▶ [Exercise objective] Within the data below, copy each line where the string "hair" is found.

▶ [Supplied data]

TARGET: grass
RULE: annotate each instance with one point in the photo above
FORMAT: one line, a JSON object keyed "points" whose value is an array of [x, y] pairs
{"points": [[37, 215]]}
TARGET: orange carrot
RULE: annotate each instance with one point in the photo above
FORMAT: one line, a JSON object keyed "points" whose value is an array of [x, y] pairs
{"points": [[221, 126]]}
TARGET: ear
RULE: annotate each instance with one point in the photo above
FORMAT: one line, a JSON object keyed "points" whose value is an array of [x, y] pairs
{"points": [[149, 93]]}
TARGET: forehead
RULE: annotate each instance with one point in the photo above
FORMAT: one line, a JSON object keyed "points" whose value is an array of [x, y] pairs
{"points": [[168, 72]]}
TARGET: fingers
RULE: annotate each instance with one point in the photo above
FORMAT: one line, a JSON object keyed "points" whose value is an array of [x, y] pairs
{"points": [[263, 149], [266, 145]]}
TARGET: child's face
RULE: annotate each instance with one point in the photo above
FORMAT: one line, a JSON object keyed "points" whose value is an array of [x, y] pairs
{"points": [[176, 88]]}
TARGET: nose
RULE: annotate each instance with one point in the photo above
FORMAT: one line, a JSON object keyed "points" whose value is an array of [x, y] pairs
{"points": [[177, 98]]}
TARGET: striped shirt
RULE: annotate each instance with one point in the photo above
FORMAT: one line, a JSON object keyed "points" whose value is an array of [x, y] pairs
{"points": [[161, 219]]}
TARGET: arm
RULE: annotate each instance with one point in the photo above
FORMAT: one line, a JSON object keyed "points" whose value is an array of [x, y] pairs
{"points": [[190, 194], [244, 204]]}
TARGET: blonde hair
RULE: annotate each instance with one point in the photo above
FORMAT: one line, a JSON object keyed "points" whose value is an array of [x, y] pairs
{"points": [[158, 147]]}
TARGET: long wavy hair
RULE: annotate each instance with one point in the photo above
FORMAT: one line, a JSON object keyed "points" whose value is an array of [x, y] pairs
...
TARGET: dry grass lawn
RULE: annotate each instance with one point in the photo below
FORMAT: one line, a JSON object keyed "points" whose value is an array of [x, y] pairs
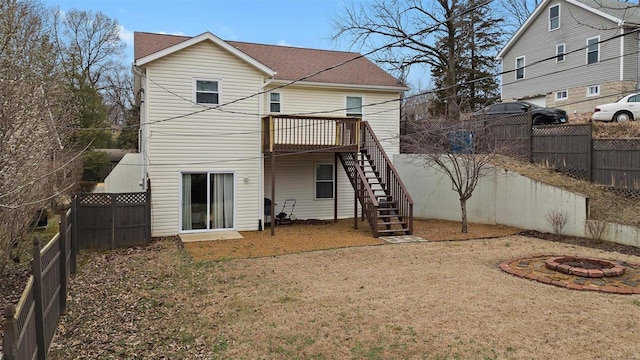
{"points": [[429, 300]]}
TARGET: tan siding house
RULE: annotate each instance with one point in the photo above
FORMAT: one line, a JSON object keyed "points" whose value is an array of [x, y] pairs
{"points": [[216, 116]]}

▶ [Response to the task]
TARGET: blonde hair
TARGET: long wavy hair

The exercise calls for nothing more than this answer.